### TASK BRIEF
Write out exactly the lines below that run from the one containing "Target: red fez hat" through the one containing "of the violin?", both included, with no other lines.

### RECORDS FOR PROCESSING
* * *

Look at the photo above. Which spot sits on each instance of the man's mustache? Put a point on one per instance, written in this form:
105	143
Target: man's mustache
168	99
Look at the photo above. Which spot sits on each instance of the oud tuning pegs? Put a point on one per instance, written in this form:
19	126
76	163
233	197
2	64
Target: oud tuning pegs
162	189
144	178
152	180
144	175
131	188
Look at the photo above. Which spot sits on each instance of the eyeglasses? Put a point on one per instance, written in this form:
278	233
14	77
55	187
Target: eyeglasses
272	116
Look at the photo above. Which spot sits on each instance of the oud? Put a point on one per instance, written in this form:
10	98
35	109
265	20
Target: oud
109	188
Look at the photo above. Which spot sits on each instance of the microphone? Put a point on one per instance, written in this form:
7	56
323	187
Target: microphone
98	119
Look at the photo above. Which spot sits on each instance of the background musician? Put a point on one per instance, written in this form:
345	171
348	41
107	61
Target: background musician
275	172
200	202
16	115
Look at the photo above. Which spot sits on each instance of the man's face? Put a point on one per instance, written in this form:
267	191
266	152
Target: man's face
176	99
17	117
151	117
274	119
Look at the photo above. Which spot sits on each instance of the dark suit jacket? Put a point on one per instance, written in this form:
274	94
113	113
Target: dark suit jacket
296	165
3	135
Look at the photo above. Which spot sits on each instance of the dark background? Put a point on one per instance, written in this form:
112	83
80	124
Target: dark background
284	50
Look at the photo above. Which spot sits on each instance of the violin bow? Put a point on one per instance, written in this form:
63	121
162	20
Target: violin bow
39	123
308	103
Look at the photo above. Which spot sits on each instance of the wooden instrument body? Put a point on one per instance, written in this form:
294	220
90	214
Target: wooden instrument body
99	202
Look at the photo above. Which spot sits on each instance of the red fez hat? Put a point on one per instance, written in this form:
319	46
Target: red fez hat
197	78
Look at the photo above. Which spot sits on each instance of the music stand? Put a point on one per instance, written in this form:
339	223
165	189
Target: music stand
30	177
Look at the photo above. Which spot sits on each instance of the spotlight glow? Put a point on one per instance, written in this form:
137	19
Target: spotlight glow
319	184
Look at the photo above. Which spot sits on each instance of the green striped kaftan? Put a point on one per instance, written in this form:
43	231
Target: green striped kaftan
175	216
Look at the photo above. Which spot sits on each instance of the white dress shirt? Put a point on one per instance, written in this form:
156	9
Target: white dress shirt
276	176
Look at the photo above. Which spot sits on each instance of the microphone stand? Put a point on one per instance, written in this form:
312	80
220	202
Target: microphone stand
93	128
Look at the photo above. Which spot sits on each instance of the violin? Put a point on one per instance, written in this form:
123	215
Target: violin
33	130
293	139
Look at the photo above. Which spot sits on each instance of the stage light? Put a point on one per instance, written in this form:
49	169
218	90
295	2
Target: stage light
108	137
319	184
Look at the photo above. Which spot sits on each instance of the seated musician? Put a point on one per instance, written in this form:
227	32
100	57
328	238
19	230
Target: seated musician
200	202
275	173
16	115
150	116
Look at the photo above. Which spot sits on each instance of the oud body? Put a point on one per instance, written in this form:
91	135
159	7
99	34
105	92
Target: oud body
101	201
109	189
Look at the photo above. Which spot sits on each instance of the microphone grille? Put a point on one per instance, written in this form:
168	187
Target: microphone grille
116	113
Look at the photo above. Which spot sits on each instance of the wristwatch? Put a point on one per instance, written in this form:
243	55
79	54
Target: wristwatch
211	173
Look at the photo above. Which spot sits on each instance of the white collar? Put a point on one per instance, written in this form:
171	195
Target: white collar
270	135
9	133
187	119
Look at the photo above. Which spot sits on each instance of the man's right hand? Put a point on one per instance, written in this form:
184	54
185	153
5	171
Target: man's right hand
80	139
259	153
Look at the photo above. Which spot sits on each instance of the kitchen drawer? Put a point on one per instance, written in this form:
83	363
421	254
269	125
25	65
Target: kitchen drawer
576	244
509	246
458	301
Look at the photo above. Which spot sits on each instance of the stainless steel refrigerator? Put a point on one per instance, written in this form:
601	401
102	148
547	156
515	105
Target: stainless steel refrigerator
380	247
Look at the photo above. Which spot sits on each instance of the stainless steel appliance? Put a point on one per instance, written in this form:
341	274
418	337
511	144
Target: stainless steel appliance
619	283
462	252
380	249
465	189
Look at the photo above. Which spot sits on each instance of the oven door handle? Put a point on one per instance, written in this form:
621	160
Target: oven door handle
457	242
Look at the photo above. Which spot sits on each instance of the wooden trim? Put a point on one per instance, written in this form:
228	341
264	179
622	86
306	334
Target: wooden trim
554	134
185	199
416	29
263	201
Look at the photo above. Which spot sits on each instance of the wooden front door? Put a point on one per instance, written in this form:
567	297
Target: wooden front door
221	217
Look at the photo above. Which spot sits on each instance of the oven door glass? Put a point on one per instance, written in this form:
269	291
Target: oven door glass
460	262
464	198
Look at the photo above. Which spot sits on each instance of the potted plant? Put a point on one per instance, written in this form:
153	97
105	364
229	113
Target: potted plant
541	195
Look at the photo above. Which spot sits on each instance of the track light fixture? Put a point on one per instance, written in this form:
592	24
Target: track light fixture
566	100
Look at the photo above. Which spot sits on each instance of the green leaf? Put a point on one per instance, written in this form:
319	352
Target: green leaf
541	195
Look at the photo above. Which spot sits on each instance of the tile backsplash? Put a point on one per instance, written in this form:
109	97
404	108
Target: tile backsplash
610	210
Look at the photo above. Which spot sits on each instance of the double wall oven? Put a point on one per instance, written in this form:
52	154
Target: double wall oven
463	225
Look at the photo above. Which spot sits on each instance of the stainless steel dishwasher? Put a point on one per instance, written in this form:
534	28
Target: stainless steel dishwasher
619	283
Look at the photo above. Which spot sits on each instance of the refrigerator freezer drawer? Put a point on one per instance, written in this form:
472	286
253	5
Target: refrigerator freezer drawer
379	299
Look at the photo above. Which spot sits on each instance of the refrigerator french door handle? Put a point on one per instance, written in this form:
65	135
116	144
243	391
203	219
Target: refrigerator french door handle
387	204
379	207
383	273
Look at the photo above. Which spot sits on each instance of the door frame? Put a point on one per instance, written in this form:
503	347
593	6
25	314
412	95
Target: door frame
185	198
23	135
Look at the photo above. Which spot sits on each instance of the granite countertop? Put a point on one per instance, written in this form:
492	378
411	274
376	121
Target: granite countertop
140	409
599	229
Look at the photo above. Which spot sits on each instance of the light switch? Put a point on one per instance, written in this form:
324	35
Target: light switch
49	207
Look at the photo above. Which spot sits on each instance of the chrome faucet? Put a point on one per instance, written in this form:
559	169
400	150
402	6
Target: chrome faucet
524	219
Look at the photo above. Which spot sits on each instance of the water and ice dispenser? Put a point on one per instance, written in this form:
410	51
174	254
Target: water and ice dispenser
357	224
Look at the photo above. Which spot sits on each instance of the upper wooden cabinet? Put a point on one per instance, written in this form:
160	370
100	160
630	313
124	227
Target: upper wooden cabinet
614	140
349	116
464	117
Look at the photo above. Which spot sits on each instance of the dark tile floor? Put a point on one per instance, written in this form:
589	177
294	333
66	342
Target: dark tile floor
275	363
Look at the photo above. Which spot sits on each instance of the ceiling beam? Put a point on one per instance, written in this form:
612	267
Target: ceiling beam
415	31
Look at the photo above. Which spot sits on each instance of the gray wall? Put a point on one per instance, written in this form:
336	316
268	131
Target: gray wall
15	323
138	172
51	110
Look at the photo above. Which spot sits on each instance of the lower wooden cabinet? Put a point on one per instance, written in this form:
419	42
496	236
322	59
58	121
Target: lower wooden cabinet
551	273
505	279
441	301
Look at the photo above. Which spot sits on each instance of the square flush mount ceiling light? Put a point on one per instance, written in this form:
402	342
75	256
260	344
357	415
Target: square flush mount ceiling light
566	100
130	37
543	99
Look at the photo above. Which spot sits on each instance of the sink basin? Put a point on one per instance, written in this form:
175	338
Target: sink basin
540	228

* * *

### REPLY
Target: red fez hat
197	78
Look at the photo above. Which spot sits on each instance of the music stand? Put a point on one per instance, written in this form:
339	223
165	189
Target: music stand
30	177
Look at the photo above. Which spot sits on each instance of the spotlight glow? Put a point on one per instance, written in this form:
137	19
Target: spotlight glow
319	184
Look at the photo above. Which spot sits on each instance of the green striped kaftan? Put a point on one per instance, written in this form:
43	231
Target: green striped kaftan
175	216
Look at the photo above. Which spot sits on each instance of the white dress shirt? Put a point on one per instance, written in this form:
156	9
Target: white dress shirt
276	176
Look at the photo above. Which spot sits on each instance of the microphone stand? Put a point on one per instance, written in this form:
312	80
220	202
Target: microphone stand
93	128
Look at the photo above. Which spot sits on each instance of the violin? Put a point on one per instance, written in this form:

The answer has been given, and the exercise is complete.